[start INFORMATION SUPPLIED]

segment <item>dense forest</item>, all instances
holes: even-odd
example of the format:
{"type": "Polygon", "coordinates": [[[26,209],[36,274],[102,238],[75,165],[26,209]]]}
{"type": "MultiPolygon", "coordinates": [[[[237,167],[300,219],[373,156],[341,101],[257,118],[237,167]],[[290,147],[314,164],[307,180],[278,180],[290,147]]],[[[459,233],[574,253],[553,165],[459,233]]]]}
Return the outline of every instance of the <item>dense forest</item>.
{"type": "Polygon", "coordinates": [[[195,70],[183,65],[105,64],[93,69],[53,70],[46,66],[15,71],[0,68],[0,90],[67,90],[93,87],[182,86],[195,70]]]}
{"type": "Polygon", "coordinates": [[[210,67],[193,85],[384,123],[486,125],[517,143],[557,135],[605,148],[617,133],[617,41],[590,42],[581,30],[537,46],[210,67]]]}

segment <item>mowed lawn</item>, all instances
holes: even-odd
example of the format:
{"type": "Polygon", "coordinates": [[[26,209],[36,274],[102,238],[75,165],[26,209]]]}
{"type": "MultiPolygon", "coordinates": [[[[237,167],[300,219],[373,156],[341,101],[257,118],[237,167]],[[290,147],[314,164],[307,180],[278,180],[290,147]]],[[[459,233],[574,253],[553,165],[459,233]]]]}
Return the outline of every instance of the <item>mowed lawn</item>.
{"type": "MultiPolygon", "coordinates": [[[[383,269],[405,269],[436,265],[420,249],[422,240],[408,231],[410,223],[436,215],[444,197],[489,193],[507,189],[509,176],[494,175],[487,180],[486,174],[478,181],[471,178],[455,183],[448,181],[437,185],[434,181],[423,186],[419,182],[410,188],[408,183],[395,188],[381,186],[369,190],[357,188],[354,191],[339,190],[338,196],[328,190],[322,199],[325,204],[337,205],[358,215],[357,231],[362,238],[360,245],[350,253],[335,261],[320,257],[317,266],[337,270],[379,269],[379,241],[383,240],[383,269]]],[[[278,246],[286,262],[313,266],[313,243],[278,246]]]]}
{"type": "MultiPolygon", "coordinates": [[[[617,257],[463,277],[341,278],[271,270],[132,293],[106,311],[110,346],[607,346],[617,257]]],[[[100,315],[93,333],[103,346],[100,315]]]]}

[end INFORMATION SUPPLIED]

Revise the records above by changing every occurrence of "example of the format:" to "format sample:" and keeping everything else the same.

segment <item>dense forest</item>, all instances
holes: even-odd
format sample:
{"type": "Polygon", "coordinates": [[[26,209],[36,274],[102,238],[75,165],[26,209]]]}
{"type": "MultiPolygon", "coordinates": [[[[237,167],[300,219],[373,156],[341,101],[257,118],[237,167]],[[290,147],[314,164],[307,180],[278,180],[290,147]]],[[[459,233],[574,253],[553,165],[459,233]]]]}
Return the outline of every instance of the <item>dense forest</item>.
{"type": "Polygon", "coordinates": [[[195,70],[183,65],[105,64],[93,69],[53,70],[46,66],[15,71],[0,68],[0,90],[67,90],[93,87],[182,86],[195,70]]]}
{"type": "Polygon", "coordinates": [[[210,67],[193,85],[384,123],[486,125],[517,143],[557,135],[605,148],[617,133],[617,41],[590,42],[581,30],[537,46],[210,67]]]}

segment <item>mowed lawn</item>, all instances
holes: even-odd
format sample:
{"type": "Polygon", "coordinates": [[[26,209],[36,274],[102,238],[75,165],[26,209]]]}
{"type": "MultiPolygon", "coordinates": [[[[237,167],[300,219],[373,156],[341,101],[257,118],[237,167]],[[290,147],[314,164],[307,180],[278,180],[290,147]]],[[[459,233],[574,253],[553,165],[459,233]]]]}
Return the outline of every instance of the <item>mowed lawn</item>.
{"type": "MultiPolygon", "coordinates": [[[[383,269],[405,269],[436,265],[420,249],[422,240],[408,231],[410,223],[436,215],[444,197],[489,193],[507,189],[509,176],[494,175],[487,180],[486,174],[478,181],[471,178],[455,183],[448,181],[437,185],[434,181],[423,186],[419,182],[410,188],[408,183],[395,188],[381,186],[369,190],[357,188],[354,191],[339,190],[338,196],[328,190],[322,199],[325,204],[337,205],[358,215],[357,231],[362,238],[360,245],[350,253],[335,261],[320,257],[317,266],[337,270],[379,269],[379,241],[383,240],[383,269]]],[[[278,246],[286,262],[313,266],[313,243],[278,246]]]]}
{"type": "MultiPolygon", "coordinates": [[[[617,257],[463,277],[341,278],[271,270],[132,293],[106,311],[110,346],[607,346],[617,257]]],[[[100,315],[93,333],[103,346],[100,315]]]]}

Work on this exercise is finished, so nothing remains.